= Listed entries =
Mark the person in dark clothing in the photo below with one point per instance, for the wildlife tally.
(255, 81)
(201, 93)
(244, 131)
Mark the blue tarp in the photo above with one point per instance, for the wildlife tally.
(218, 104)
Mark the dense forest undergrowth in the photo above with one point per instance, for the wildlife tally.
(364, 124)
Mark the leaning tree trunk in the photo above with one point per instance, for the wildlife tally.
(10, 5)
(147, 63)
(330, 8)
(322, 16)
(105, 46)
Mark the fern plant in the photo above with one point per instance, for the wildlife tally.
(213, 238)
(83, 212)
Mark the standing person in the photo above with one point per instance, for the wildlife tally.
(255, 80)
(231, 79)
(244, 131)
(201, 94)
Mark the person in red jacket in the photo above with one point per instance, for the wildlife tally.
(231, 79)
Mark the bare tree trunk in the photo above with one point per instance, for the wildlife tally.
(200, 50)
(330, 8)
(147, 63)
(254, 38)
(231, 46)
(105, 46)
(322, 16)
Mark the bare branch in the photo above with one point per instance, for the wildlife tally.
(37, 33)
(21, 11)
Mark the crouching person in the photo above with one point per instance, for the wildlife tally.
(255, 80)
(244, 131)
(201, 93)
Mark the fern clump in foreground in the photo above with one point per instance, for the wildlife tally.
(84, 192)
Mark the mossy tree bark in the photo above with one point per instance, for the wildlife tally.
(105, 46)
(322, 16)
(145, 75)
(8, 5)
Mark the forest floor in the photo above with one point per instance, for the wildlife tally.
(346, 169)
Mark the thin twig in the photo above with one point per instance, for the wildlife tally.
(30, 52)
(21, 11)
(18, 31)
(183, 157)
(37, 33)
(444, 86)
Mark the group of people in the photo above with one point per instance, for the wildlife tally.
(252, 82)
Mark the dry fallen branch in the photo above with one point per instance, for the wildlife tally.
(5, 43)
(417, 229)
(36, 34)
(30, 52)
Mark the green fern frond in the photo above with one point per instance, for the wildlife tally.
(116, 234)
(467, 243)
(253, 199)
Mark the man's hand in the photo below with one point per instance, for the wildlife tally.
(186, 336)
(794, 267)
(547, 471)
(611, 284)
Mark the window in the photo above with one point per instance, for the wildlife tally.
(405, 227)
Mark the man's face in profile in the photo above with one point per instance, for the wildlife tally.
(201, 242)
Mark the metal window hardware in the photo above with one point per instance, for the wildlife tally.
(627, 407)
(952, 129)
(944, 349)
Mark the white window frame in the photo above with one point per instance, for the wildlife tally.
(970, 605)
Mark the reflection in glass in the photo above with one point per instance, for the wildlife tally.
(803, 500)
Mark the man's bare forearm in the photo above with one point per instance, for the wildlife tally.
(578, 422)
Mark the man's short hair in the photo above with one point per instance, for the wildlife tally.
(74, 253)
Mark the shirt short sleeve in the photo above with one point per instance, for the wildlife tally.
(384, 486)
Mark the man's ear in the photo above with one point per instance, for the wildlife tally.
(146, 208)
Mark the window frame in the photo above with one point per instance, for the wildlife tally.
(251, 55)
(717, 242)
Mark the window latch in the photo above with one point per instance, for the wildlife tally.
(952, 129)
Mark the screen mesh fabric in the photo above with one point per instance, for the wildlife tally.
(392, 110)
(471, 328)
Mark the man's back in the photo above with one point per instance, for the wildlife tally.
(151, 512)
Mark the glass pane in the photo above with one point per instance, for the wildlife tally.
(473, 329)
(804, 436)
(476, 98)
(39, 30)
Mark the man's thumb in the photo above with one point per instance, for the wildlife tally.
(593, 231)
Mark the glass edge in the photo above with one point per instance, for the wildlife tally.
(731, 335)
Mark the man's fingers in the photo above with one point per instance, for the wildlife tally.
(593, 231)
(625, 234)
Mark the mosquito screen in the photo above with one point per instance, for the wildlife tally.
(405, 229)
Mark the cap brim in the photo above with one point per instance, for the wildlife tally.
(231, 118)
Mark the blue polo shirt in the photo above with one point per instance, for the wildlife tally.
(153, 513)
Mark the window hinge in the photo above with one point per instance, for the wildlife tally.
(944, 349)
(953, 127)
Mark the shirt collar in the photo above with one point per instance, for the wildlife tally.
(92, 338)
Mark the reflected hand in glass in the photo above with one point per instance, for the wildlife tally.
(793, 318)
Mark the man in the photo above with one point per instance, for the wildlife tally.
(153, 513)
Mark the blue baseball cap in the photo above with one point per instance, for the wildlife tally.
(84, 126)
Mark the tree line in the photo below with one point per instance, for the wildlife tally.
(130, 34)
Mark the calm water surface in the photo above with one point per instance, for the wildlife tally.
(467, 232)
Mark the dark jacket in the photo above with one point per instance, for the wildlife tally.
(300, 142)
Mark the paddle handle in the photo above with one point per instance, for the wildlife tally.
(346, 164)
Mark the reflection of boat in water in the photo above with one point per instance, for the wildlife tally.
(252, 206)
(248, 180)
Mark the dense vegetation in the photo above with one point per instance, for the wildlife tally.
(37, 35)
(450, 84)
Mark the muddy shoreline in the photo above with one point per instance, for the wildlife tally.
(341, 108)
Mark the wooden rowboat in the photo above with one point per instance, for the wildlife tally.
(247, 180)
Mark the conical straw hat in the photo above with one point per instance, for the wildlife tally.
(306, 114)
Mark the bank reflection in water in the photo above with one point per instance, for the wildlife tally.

= What the task asks =
Please transcribe each entry exactly, keeping every word as it is.

= Task answer =
Mark the person in dark clothing in the photo below with one point per instance, for the wildlife tally.
(255, 81)
(201, 93)
(244, 131)
Mark the blue tarp in the photo above with one point per instance, for the wildlife tally.
(218, 104)
Mark the dense forest undergrowth in the photo above with one point per instance, for the wildlife tally.
(364, 124)
Mark the leaning tree trunk in the photo above with one point per instance, for the wildlife tally.
(10, 5)
(147, 63)
(330, 8)
(322, 16)
(105, 46)
Mark the fern plant in the photo above with one point per instance, for the wildlife tally.
(213, 238)
(83, 212)
Mark the standing person in the photo above with one point per instance, for the wildlife tally.
(255, 80)
(231, 79)
(244, 131)
(201, 94)
Mark the person in red jacket in the photo above with one point per instance, for the wildlife tally.
(231, 79)
Mark the bare tree trunk in the photo above with one point per instance, for the wildlife tally.
(200, 50)
(330, 8)
(147, 63)
(254, 38)
(231, 46)
(105, 46)
(322, 16)
Mark the bare branch in the photo above with one point per instance, for the wildlife tally.
(37, 33)
(21, 11)
Mark the crouching person in the photo above with one point per instance, for the wildlife tally.
(255, 80)
(244, 131)
(201, 93)
Mark the fern clump in foreground in the photo above with one point per instance, for the wildlife tally.
(84, 192)
Mark the mossy tree bark in the photo above with one point per instance, for the wildlife tally.
(105, 46)
(322, 16)
(145, 75)
(8, 5)
Mark the forest floor in the photo above with one point per instance, for the wildlife tally.
(346, 169)
Mark the thin twig in the photo above with one point per instance, for the wildlife tally.
(30, 52)
(21, 11)
(18, 31)
(183, 157)
(37, 33)
(444, 86)
Mark the group of people in the photo above with one point per instance, for the wildlife tally.
(252, 82)
Mark the dry fallen branch in the photo above with one point per instance, for the wildlife tally.
(5, 43)
(417, 229)
(36, 34)
(30, 52)
Mark the green fern frond in the photo above with one point per instance, for the wildlife tally.
(116, 234)
(467, 243)
(253, 199)
Mark the man's hand in the photo below with one point per instance, for the wildlife tally.
(186, 336)
(794, 267)
(547, 471)
(611, 284)
Mark the window in the photo above with one point per instance, for the wildlife tally.
(405, 227)
Mark the man's face in profile in the photo above with one point per instance, for the wildlife tally.
(201, 242)
Mark the metal window hardware in the photo above with one point per instance, for the wildlife tally.
(627, 407)
(952, 129)
(944, 349)
Mark the white window frame in the photo above with one point per instance, for the wildlife tally.
(970, 605)
Mark the reflection in glass in the photo above with one point per instance, for the wildlife tally.
(803, 500)
Mark the man's bare forearm in the photo above with one point per instance, for the wildlife tally.
(578, 422)
Mark the man's short hair in the photo above with one point per instance, for the wildlife tally.
(74, 253)
Mark the shirt short sleeve in the photo above with one point per instance, for the wildlife tally.
(384, 486)
Mark the man's ear in the photo above with one point per instance, for the wildlife tally.
(146, 208)
Mark the window frame in the photo above with one point per instance, for the wildlife tally.
(251, 55)
(717, 242)
Mark the window latch in the photo above with one point per instance, for the wildlife tally.
(952, 129)
Mark the screen mesh fabric in the photo above with one point per instance, for the wildlife tally.
(392, 110)
(471, 328)
Mark the man's back in the photo above with one point per instance, for the wildlife tally.
(151, 512)
Mark the glass pane in the photo above with one point per instance, for the wildlife tally.
(473, 329)
(804, 436)
(476, 98)
(39, 30)
Mark the man's thumb in the photo above with one point per instance, for the wildlife tally.
(593, 231)
Mark the glass edge in the photo above with one point per instance, for the wildlife tally.
(731, 335)
Mark the man's fingers in the photo above with one point per instance, for the wildlife tally.
(593, 231)
(625, 234)
Mark the mosquito screen in the photo above with one point per instance, for the wildlife tally.
(405, 229)
Mark the cap brim in the photo above with one point per instance, for the wildlife tally.
(231, 118)
Mark the blue polo shirt in the photo above with one point per instance, for the wildlife tally.
(153, 513)
Mark the window hinge in the photo above with one point per instance, for the wildlife tally.
(944, 349)
(953, 127)
Mark the shirt collar in the photo above with one point per instance, for the wildlife tally.
(92, 338)
Mark the reflected hand in glass in the photo above with one point per instance, for the wildlife tally.
(793, 318)
Mark the man in the photo above with one point per instance, for the wildlife tally.
(153, 513)
Mark the blue baseball cap in the photo above with one point per instance, for the wildlife tally.
(84, 126)
Mark the tree line in the photo below with one point per instance, for the wildlife tally.
(130, 34)
Mark the calm water surface in the photo above with one point per instance, for the wildlife tally.
(467, 232)
Mark the dark jacket in the photo above with one point per instance, for the wildlife tally.
(300, 142)
Mark the paddle handle in the photo above with one point per instance, for the wildlife tally.
(346, 164)
Mark the reflection of boat in water in the photo above with one point per instance, for the wildlife tally.
(252, 206)
(248, 180)
Mark the dense vegetation in the photo above with one point per instance, for the wildlife tally.
(37, 35)
(450, 84)
Mark the muddy shoreline in the photo above with one point per instance, for the wildlife tally.
(341, 108)
Mark the wooden rowboat in the photo above with one point per instance, for the wildlife tally.
(247, 180)
Mark the conical straw hat in the photo above with one point per instance, for the wildlife tally.
(306, 114)
Mark the bank reflection in water in the photo above with one point per instance, for the wildlife tally.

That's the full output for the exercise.